DESCRIPTION OF THE TASK: Starting at the line that contains "of the bike's" and ending with the line that contains "the motorcycle front", lay out those lines of the listing below as a numbered list, skipping any blank lines. Include no other lines.

··· INFORMATION SHOWN

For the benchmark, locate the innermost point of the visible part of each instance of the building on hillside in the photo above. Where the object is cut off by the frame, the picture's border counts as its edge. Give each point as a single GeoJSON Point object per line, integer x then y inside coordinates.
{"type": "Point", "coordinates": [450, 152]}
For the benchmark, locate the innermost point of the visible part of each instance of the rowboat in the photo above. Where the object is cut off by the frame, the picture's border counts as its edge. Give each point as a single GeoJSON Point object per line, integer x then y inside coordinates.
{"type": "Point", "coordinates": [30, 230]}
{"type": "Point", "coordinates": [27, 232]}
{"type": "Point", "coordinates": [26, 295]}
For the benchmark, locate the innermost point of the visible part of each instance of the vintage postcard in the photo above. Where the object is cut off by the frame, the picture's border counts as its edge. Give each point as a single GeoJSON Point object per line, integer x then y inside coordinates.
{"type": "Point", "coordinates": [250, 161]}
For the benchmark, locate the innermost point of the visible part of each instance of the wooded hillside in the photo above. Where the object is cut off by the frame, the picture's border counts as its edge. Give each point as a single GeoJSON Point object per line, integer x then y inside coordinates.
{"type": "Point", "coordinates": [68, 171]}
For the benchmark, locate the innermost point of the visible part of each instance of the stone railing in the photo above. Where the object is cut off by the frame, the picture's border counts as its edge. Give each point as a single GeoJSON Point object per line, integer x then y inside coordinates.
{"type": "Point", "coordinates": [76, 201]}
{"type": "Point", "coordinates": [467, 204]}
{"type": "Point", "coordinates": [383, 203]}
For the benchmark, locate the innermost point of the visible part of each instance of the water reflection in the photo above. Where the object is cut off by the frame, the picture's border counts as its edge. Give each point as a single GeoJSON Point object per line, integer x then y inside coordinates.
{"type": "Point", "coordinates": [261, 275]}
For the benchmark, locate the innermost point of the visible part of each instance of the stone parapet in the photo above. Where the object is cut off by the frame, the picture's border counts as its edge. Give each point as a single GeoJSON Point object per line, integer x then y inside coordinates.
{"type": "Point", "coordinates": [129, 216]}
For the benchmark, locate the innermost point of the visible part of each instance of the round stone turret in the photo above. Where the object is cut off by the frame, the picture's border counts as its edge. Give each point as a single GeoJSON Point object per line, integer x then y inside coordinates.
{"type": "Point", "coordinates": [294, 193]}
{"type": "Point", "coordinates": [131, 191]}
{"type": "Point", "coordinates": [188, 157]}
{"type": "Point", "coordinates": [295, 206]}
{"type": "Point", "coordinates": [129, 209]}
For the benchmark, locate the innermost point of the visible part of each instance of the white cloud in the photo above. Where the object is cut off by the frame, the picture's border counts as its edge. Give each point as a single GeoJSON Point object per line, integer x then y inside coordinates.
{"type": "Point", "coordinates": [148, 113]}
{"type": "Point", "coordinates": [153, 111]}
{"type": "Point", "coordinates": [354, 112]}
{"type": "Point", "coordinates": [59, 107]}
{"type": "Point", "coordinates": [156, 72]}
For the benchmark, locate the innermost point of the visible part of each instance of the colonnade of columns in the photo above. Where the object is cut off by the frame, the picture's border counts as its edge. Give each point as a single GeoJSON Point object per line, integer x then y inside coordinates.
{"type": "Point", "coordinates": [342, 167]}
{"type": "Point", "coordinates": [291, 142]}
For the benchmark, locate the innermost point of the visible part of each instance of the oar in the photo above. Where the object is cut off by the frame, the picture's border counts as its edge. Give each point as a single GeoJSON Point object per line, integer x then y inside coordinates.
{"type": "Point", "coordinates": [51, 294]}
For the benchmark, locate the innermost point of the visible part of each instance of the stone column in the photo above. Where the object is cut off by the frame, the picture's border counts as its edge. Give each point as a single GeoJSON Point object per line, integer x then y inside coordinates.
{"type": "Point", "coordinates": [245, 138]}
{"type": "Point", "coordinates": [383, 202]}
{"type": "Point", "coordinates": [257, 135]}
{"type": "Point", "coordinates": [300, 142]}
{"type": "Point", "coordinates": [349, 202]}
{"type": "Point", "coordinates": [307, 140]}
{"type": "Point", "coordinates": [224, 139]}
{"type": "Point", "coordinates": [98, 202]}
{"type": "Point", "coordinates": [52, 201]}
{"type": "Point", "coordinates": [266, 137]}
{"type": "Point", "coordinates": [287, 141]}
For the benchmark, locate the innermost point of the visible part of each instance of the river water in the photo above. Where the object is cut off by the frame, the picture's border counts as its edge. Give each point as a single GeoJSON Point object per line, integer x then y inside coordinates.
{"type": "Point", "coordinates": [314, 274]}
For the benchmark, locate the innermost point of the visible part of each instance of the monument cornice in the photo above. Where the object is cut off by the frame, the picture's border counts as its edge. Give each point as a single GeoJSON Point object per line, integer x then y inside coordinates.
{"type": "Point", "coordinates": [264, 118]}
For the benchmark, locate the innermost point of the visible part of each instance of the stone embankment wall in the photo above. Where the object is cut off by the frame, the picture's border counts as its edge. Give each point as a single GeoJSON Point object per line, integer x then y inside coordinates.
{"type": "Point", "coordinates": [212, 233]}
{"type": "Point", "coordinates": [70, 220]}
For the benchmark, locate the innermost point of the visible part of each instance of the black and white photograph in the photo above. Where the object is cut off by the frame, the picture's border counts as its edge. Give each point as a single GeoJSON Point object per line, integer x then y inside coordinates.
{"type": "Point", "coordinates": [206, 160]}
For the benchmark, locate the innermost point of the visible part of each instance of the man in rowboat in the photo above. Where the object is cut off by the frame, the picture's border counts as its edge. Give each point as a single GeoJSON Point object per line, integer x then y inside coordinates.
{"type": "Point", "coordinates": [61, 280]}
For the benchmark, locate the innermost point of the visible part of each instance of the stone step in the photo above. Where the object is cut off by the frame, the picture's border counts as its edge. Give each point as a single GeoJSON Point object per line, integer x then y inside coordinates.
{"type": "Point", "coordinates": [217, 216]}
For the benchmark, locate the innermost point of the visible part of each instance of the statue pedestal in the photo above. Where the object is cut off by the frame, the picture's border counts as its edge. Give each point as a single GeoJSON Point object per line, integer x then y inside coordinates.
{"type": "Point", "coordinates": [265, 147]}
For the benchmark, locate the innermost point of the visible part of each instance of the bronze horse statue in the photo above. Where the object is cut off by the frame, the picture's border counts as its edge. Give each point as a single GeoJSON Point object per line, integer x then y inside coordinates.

······
··· INFORMATION SHOWN

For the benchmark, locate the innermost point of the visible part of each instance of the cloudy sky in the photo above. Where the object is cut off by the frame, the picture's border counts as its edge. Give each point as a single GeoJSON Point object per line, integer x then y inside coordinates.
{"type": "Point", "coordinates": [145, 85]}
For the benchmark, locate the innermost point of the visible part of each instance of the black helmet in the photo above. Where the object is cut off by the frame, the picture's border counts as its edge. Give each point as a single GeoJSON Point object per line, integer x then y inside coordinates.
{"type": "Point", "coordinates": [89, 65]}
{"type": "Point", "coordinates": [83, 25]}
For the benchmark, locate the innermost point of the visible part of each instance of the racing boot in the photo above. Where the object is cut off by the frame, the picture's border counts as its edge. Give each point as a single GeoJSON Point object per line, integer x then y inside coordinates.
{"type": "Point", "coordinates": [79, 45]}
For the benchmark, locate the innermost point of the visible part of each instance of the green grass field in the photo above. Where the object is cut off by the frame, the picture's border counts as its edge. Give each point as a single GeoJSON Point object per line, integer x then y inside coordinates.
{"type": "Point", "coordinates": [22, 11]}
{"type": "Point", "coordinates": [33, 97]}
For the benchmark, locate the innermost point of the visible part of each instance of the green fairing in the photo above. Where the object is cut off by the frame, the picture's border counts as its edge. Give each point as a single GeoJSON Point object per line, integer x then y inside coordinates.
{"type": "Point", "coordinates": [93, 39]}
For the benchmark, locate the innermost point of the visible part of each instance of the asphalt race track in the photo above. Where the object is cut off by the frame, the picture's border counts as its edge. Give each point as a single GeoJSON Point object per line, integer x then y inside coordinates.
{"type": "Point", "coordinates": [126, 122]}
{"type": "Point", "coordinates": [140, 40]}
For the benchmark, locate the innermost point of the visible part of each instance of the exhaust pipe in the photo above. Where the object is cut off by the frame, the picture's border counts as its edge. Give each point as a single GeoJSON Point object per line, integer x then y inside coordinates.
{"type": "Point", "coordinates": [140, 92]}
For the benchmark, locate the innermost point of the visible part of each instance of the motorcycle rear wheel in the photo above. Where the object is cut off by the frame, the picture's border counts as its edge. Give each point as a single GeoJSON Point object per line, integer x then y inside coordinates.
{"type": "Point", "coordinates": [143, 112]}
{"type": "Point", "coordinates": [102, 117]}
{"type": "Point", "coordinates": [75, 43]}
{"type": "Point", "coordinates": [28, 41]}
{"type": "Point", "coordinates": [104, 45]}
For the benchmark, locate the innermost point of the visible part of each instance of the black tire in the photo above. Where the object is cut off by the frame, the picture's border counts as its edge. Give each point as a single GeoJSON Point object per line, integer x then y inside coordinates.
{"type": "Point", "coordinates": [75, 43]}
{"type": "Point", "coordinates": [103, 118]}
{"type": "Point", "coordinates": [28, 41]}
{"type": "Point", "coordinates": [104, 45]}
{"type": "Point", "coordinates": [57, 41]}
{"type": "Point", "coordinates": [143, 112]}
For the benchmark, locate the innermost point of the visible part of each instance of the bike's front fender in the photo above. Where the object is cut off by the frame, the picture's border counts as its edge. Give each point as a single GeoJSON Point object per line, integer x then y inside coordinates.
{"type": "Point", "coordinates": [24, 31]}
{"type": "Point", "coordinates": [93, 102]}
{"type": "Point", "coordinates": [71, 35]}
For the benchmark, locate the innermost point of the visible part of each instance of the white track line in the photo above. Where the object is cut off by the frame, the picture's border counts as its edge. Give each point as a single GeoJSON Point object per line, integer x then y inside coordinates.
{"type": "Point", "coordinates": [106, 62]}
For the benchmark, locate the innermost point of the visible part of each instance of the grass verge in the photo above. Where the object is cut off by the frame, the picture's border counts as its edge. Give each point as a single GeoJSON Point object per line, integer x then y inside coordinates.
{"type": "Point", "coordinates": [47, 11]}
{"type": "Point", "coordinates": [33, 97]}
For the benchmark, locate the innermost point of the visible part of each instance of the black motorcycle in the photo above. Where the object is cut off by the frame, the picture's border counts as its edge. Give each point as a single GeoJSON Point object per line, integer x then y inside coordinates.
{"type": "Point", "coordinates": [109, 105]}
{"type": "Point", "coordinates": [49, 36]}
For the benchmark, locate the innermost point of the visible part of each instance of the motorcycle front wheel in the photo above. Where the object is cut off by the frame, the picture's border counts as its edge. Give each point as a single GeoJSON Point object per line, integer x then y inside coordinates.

······
··· INFORMATION SHOWN

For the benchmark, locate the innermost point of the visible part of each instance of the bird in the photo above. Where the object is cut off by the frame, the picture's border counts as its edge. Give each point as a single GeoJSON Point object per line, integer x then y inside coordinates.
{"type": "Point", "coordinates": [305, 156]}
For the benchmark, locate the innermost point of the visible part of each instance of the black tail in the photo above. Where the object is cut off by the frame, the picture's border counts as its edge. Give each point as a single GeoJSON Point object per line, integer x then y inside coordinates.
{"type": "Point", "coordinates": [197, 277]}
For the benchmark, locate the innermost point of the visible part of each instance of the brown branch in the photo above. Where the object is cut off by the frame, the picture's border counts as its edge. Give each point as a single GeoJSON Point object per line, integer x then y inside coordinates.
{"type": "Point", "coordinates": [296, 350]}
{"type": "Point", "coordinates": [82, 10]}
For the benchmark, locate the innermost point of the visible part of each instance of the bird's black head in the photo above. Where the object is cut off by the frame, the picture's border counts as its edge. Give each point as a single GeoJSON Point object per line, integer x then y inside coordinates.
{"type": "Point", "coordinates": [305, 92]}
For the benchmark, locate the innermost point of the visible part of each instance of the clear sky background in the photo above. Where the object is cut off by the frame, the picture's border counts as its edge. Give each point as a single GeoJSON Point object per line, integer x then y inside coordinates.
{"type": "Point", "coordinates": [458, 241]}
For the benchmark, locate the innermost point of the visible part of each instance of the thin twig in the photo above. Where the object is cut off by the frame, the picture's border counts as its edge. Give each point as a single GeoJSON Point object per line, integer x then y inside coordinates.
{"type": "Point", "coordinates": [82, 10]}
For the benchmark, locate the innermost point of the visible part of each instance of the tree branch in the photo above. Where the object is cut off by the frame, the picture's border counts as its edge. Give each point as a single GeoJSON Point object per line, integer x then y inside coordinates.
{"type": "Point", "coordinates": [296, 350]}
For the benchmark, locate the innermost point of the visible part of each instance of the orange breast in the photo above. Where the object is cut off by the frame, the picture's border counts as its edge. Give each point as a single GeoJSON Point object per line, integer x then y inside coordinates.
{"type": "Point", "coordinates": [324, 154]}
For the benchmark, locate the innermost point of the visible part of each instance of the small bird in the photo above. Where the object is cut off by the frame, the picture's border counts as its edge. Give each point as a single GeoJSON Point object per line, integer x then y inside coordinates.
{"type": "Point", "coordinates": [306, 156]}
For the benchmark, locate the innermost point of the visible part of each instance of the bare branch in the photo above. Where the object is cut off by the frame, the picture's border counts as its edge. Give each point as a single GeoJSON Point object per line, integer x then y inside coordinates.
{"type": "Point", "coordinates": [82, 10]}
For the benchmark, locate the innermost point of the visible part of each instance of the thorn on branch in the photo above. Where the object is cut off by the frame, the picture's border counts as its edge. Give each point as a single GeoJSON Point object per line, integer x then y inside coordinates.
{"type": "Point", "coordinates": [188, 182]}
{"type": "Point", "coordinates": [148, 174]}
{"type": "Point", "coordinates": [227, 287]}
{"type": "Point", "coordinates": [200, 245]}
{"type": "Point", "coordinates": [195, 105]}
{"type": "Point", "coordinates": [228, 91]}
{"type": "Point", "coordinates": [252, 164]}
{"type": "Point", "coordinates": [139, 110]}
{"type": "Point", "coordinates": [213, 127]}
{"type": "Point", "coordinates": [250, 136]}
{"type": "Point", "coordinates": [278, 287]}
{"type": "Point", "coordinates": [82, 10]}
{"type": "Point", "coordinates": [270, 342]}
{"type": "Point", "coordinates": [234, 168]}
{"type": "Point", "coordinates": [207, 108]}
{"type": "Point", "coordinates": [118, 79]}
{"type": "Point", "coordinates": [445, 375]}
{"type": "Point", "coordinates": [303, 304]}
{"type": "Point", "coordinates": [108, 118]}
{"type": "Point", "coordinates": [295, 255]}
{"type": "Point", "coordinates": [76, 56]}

······

OUTPUT FOR THIS TASK:
1. For the benchmark, locate the innermost point of the visible part of each instance of the bike's front fender in the photo above. Where the object is cut off by the frame, the picture's border counts as its edge. Give each point as a single GeoJSON Point object per line, integer x then y inside coordinates.
2. {"type": "Point", "coordinates": [24, 31]}
3. {"type": "Point", "coordinates": [93, 102]}
4. {"type": "Point", "coordinates": [71, 35]}
5. For the benchmark, locate the innermost point of the visible part of each instance of the white track line in the photo above. Where the object is cut off by the frame, the picture's border counts as its edge. Give each point as a single GeoJSON Point object per line, integer x then y inside coordinates.
6. {"type": "Point", "coordinates": [106, 62]}
7. For the benchmark, locate the innermost point of the visible part of each instance of the grass verge in the photo above. Where the object is cut off by the frame, the picture's border counts as its edge. Give each point as a single GeoJSON Point object per line, integer x then y inside coordinates.
8. {"type": "Point", "coordinates": [47, 11]}
9. {"type": "Point", "coordinates": [33, 97]}
10. For the benchmark, locate the innermost point of the visible part of each instance of the black motorcycle in the photo above. Where the object is cut off by the frame, the picture's border counts as its edge. Give each point as a single GeoJSON Point object per line, integer x then y inside coordinates.
11. {"type": "Point", "coordinates": [109, 105]}
12. {"type": "Point", "coordinates": [49, 36]}
13. For the benchmark, locate the innermost point of the visible part of each instance of the motorcycle front wheel in the photo above. Where the object is cut off by the frame, the picture's border counts as its edge. Give each point as a single GeoJSON Point object per line, integer x then y inside coordinates.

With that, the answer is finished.